Material provided Block Start
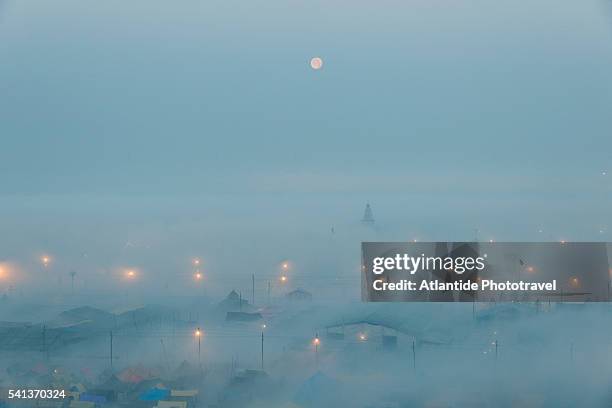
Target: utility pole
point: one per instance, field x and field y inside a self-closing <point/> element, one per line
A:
<point x="44" y="342"/>
<point x="414" y="354"/>
<point x="496" y="349"/>
<point x="111" y="344"/>
<point x="262" y="366"/>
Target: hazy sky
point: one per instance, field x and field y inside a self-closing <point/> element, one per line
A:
<point x="217" y="96"/>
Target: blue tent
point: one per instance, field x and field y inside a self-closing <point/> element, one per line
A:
<point x="96" y="399"/>
<point x="154" y="394"/>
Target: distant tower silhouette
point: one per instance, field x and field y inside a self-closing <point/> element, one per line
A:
<point x="368" y="217"/>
Material provided Block End
Copy out the lines of the data where the string "Target" occurs.

Target: utility pole
Target: hazy sky
Target: blue tent
Target: distant tower silhouette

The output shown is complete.